Material for the task:
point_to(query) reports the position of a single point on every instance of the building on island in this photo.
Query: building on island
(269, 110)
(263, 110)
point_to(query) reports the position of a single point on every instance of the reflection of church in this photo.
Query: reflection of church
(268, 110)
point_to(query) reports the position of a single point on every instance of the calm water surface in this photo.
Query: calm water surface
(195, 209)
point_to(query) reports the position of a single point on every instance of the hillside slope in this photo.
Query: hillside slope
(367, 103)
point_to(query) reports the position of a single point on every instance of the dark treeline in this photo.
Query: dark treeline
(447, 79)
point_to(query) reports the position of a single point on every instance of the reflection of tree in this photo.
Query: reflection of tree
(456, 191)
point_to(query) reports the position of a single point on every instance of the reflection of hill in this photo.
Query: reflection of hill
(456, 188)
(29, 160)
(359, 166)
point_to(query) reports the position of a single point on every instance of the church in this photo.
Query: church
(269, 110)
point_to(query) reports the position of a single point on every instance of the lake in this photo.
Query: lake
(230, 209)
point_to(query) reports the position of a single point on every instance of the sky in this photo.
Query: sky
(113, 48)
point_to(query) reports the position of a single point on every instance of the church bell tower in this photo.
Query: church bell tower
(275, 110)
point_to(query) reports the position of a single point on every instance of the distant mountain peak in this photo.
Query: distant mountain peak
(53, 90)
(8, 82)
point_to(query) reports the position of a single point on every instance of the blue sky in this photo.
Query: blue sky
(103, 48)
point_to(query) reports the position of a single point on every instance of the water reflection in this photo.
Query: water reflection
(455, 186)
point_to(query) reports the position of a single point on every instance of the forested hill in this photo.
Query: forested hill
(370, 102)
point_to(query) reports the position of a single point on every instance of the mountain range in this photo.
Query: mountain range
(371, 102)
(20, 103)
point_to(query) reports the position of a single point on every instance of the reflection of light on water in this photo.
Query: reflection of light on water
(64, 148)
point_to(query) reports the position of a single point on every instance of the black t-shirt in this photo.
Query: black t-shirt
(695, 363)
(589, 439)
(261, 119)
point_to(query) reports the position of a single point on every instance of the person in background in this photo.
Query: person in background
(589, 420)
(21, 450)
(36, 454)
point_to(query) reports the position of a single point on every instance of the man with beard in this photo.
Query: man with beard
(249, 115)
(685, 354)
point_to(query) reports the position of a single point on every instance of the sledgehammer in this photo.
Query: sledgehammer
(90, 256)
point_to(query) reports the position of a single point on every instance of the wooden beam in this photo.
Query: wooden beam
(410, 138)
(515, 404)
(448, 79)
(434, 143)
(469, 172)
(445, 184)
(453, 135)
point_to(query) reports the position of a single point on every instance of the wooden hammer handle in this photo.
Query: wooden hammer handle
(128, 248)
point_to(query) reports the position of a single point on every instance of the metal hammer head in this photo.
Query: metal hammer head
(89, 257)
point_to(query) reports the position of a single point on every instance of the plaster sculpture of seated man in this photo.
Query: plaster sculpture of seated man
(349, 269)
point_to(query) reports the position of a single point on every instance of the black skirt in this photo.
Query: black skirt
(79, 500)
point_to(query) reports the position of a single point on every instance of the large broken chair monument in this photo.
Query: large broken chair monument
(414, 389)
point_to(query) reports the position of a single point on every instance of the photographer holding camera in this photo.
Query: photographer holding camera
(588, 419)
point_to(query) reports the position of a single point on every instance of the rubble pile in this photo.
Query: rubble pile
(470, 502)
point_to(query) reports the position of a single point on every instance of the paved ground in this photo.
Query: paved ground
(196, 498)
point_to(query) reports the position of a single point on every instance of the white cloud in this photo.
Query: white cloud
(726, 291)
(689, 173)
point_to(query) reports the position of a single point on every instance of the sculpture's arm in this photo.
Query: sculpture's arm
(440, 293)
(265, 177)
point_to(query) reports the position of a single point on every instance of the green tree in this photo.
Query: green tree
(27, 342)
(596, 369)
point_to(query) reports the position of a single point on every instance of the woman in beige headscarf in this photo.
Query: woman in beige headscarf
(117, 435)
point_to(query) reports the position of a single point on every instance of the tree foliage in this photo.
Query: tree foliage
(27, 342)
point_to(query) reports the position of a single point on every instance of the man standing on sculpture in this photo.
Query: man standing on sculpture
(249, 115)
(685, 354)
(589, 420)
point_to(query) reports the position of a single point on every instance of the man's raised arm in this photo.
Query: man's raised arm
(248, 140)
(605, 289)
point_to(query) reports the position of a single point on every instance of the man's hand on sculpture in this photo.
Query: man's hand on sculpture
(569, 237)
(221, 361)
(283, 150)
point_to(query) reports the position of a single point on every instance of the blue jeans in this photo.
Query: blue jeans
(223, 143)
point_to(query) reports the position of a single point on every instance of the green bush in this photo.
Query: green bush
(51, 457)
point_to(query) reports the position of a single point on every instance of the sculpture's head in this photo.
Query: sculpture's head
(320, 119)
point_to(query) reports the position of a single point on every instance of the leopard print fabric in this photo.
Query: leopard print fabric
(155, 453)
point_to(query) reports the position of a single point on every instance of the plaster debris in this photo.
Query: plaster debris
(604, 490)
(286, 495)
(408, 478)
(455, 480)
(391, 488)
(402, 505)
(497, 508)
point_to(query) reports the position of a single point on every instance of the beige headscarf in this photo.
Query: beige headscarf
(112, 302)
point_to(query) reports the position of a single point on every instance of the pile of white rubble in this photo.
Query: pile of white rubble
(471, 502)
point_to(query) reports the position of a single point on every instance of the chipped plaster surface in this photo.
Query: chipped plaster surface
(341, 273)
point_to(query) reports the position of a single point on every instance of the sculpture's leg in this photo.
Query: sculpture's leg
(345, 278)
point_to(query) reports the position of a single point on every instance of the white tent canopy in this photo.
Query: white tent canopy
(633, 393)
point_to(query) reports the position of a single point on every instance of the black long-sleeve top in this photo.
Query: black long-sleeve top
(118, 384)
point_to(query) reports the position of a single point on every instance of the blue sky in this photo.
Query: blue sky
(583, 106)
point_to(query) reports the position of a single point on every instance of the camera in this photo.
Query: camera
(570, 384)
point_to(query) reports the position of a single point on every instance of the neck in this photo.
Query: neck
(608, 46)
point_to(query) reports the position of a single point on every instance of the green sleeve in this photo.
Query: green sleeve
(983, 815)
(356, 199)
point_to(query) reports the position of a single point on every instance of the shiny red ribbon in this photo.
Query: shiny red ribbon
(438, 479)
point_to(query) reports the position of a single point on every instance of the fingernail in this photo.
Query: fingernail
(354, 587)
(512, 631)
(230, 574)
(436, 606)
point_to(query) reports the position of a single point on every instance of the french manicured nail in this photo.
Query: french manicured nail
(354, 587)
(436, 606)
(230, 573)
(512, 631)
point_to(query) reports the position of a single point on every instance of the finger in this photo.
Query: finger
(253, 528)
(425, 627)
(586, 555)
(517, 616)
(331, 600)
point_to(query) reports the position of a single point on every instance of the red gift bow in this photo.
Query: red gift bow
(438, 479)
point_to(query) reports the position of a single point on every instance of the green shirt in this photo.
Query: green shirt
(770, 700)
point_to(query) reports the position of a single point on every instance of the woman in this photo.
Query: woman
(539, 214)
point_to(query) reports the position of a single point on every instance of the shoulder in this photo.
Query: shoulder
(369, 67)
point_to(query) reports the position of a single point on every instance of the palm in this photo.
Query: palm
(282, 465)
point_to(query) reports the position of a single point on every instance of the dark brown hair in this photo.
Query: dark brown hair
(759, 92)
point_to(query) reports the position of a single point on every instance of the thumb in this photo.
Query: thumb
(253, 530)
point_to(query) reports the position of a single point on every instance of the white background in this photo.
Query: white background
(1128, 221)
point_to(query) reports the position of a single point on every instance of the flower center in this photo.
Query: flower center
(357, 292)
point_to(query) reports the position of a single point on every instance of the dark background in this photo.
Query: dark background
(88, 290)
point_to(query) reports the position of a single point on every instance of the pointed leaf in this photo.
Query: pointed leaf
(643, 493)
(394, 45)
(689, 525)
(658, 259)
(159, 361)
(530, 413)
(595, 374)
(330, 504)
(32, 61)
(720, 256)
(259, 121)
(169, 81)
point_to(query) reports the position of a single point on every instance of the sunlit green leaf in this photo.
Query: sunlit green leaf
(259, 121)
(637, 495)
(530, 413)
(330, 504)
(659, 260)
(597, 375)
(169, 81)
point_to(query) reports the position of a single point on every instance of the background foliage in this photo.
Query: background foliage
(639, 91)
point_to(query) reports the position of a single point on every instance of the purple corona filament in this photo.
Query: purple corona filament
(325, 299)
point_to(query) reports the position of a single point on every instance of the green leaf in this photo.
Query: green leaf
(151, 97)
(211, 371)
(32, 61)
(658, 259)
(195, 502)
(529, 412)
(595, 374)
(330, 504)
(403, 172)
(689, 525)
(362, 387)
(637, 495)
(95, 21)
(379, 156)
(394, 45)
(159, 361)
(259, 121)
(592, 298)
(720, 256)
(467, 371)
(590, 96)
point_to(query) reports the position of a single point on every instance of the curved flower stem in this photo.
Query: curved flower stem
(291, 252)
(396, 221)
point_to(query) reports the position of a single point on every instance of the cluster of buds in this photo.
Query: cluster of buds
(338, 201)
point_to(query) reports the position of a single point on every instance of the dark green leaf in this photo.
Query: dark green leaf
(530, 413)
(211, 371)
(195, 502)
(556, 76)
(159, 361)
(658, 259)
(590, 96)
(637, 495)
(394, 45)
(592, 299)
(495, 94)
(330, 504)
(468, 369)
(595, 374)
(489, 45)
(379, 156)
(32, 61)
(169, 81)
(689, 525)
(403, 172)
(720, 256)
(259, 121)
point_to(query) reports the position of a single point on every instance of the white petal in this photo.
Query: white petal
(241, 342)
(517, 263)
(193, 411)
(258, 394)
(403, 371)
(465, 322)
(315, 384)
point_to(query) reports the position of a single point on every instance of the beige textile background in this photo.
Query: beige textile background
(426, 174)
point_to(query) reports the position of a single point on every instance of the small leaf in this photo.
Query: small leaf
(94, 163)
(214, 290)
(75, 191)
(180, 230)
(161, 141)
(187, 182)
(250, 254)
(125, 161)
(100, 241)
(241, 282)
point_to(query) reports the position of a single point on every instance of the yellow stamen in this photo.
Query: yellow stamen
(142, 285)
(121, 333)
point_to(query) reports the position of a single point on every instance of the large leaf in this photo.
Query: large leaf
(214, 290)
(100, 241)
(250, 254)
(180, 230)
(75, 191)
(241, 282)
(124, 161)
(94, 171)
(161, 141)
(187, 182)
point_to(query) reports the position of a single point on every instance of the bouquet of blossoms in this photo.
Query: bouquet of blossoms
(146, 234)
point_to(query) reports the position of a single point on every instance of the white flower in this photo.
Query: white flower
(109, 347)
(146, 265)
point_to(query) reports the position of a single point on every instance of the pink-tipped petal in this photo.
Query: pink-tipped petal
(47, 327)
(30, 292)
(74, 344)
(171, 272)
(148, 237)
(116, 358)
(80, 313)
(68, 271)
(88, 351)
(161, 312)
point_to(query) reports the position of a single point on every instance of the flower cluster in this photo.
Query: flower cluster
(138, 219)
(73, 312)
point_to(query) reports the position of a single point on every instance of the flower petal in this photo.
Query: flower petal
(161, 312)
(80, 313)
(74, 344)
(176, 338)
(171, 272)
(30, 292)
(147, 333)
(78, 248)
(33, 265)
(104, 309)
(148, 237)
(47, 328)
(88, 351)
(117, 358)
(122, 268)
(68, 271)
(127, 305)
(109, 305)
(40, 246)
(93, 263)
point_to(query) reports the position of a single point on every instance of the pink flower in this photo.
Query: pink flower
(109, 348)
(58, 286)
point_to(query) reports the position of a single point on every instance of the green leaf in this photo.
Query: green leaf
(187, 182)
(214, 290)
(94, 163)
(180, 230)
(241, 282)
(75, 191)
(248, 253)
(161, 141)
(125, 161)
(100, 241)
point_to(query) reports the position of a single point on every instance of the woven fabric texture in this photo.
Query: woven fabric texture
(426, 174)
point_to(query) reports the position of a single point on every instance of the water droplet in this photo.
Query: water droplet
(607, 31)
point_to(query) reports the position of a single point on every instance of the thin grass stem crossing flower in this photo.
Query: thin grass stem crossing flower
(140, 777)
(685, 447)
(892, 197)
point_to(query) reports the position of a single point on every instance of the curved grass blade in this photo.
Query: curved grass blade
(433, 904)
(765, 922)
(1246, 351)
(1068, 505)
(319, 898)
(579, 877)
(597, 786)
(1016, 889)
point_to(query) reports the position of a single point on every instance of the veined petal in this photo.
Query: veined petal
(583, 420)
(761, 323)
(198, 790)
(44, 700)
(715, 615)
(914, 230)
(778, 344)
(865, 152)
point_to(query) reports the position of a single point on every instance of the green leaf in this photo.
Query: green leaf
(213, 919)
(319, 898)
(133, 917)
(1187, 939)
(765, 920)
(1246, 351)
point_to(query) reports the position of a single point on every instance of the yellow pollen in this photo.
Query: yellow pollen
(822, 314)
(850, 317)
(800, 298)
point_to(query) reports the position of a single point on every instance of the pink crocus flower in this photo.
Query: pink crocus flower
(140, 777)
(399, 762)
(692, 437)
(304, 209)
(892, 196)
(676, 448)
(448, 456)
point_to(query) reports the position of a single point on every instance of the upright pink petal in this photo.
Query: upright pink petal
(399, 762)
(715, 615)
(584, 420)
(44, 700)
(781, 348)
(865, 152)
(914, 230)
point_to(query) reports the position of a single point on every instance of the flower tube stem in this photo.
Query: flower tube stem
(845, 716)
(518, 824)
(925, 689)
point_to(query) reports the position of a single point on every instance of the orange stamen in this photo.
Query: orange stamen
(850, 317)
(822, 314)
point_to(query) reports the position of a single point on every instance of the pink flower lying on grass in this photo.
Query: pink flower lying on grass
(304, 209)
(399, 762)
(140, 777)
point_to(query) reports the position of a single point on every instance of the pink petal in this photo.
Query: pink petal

Task objective:
Repeat exactly the lines from the line containing "upright pink petal in this photo." through the end of the listing above; both boundary lines are part of the output.

Full answer:
point_to(query) reports the position of a single point on every instance of the upright pink petal in this photo.
Query: upright pink petal
(399, 762)
(715, 615)
(584, 420)
(44, 700)
(781, 348)
(865, 152)
(914, 230)
point_to(query) reports the position of a single point on every instance of the flower tube stem in this photo.
Query: flower tube stem
(845, 716)
(518, 824)
(925, 689)
point_to(query) reports the position of a single point on every instance of the orange stamen in this photo.
Query: orange stamen
(850, 317)
(822, 314)
point_to(query) reports the position of a single point on every instance of the pink flower lying on grass in this photo.
Query: pink flower lying on grass
(304, 209)
(399, 762)
(140, 777)
point_to(query) reports the position of a single point on every instance of the pink petal in this photo.
Query: pink petal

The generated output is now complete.